• [PROBLEM TO SOLVE] Nothing but the lines from the one containing "point(516, 612)" through the one containing "point(846, 347)", both included, should be given again, each exactly as written below.

• [DATA EXCERPTS]
▼▼▼
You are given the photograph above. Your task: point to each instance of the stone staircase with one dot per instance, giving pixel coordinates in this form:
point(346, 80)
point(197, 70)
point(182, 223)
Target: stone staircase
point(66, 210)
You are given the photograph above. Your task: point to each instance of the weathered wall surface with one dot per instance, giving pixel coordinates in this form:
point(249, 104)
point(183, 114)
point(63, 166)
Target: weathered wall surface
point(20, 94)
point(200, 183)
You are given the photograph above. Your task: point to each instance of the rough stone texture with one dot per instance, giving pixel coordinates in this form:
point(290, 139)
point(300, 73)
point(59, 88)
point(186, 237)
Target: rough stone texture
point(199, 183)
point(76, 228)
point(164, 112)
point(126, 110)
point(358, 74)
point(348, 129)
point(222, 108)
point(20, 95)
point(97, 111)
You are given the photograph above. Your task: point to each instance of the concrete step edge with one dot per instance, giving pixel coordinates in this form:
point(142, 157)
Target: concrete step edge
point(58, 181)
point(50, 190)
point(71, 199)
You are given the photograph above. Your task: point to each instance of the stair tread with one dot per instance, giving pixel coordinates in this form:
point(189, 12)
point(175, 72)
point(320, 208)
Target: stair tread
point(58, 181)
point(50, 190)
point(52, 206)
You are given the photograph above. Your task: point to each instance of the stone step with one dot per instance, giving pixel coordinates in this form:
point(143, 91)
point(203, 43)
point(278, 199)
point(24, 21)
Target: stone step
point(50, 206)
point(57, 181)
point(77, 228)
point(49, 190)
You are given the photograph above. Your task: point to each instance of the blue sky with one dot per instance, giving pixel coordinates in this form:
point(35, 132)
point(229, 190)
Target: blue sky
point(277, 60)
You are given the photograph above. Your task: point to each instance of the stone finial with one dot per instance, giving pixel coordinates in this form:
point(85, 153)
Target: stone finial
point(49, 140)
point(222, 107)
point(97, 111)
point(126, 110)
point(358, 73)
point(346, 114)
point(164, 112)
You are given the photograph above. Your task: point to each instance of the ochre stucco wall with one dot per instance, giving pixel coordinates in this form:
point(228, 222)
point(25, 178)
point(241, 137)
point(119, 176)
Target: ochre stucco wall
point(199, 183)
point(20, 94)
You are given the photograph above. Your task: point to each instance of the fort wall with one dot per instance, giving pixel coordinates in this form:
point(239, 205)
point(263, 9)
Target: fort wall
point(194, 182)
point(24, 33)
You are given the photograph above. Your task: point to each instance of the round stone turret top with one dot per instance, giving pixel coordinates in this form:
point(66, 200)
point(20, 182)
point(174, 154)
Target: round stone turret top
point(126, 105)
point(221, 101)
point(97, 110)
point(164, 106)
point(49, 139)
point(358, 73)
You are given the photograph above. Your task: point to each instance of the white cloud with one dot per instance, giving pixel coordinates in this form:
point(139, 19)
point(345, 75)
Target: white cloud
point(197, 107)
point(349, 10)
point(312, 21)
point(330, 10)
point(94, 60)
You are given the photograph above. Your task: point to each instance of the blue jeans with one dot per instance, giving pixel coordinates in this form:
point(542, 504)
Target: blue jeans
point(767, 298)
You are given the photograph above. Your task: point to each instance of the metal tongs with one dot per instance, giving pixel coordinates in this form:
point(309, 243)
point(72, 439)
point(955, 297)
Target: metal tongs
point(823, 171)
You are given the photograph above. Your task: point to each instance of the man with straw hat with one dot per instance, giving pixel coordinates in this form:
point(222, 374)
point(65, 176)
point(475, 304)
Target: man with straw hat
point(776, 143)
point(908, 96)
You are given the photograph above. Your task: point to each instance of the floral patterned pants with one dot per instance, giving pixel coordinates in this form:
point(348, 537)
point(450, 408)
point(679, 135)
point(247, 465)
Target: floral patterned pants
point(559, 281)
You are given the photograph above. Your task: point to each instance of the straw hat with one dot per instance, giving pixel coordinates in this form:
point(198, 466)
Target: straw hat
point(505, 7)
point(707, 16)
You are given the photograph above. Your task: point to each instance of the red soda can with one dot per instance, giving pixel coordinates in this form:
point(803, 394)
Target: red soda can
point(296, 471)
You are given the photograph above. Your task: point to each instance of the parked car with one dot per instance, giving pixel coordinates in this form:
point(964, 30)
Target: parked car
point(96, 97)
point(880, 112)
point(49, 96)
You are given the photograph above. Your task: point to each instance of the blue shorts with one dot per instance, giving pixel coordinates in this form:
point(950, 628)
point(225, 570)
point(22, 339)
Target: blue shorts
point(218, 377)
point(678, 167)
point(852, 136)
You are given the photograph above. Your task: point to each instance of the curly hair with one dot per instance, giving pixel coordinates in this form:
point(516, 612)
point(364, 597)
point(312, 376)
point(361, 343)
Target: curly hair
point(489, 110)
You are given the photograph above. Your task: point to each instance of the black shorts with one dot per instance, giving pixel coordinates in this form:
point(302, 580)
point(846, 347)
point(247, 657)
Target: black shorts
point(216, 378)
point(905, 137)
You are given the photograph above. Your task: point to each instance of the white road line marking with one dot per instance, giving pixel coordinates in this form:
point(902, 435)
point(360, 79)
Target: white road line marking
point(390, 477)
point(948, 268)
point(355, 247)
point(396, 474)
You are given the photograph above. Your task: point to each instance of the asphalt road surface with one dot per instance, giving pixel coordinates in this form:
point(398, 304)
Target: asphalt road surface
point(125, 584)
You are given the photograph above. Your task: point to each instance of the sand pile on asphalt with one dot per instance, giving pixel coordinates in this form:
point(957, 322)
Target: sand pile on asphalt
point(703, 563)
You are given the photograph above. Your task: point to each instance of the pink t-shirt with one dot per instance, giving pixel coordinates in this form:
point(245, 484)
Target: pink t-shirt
▲▲▲
• [EXPECTED OUTPUT]
point(516, 612)
point(364, 597)
point(312, 376)
point(361, 343)
Target: curly hair
point(489, 110)
You are given the photograph above. Your task: point to each instance of the black shorts with one dot per instance, giving pixel coordinates in this form:
point(302, 580)
point(846, 347)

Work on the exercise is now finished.